----- Text passage
Planning began in March 1944 when The Hollywood Reporter announced that the film was to be produced by William Pereira under the supervision of Jack Gross. RKO borrowed George Tobias from Warner Bros. for the production. Ellis St. John wrote an original screenplay.

In October 1945, RKO announced that Maureen O'Hara would star in the film. John Twist was already writing a new screenplay, while Stephen Ames was producing the feature. The film's production budget was set at $2,500,000. By December, Walter Slezak had been cast as the villain. He and O'Hara had starred together in RKO's popular swashbuckler The Spanish Main (1945).

RKO signed Douglas Fairbanks Jr. in December 1945 to star as Sinbad, his first feature-film role after serving five years in the navy during World War II. He convinced the studio to engage a number of supporting actors and stuntmen who had worked with his father Douglas Fairbanks in silent films.

Fairbanks announced that Sinbad the Sailor would be the last film in which he would appear for a set salary. As part of his deal, he was afforded an office with a secretary and was allowed input on the screenplay, sets and wardrobe.

In January 1946, Richard Wallace agreed to direct the film.

Filming began in February 1946.

==Release==
RKO had originally planned to release the film for the 1946 Christmas season, but a strike at the Technicolor processing plant delayed the processing of the color prints. The release date was therefore moved to January 13, 1947, and RKO instead chose Frank Capra's black-and-white It's a Wonderful Life as its featured 1946 Christmas film.
----------
----- Dataset entries
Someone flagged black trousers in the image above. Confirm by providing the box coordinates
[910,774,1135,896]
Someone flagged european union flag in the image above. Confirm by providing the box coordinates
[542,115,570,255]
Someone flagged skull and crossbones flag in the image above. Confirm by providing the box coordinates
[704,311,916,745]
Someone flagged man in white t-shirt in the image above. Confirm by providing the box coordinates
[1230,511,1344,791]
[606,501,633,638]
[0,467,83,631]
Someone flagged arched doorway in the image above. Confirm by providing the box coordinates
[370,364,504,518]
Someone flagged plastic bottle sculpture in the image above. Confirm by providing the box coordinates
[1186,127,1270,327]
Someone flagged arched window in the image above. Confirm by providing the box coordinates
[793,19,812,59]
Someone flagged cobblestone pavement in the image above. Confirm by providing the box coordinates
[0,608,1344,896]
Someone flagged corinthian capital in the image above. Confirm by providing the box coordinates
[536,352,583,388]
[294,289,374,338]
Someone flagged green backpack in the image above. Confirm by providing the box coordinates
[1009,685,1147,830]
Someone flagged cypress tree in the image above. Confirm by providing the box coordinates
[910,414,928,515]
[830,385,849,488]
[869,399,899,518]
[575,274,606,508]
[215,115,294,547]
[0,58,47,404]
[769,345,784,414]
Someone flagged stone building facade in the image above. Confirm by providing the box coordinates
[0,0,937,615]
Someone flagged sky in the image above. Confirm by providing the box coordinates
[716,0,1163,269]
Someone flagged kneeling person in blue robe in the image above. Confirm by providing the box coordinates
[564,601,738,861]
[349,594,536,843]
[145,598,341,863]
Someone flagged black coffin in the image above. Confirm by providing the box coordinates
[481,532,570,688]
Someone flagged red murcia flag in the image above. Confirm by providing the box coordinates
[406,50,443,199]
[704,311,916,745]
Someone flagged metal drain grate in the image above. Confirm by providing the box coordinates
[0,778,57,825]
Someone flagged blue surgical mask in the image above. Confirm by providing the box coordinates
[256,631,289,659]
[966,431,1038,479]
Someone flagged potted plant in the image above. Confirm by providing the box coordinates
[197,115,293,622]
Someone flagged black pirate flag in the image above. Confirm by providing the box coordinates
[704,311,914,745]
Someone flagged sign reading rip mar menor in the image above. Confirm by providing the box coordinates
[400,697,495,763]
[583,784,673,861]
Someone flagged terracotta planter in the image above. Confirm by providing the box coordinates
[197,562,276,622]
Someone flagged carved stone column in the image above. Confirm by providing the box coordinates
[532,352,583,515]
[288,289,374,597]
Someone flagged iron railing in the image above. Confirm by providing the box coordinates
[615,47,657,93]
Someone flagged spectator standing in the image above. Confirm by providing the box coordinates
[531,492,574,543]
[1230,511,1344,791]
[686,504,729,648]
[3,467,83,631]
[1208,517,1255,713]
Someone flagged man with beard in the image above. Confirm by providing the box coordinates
----------
**Questions**
**a)** List every film title named in the passage on the film's production and release.
**b)** Retype the passage on the film's production and release between "In January 1946, Richard" and "1946 Christmas film.", inclusive.

**Solution list**
**a)**
Sinbad the Sailor
The Spanish Main
It's a Wonderful Life

**b)**
In January 1946, Richard Wallace agreed to direct the film.

Filming began in February 1946.

==Release==
RKO had originally planned to release the film for the 1946 Christmas season, but a strike at the Technicolor processing plant delayed the processing of the color prints. The release date was therefore moved to January 13, 1947, and RKO instead chose Frank Capra's black-and-white It's a Wonderful Life as its featured 1946 Christmas film.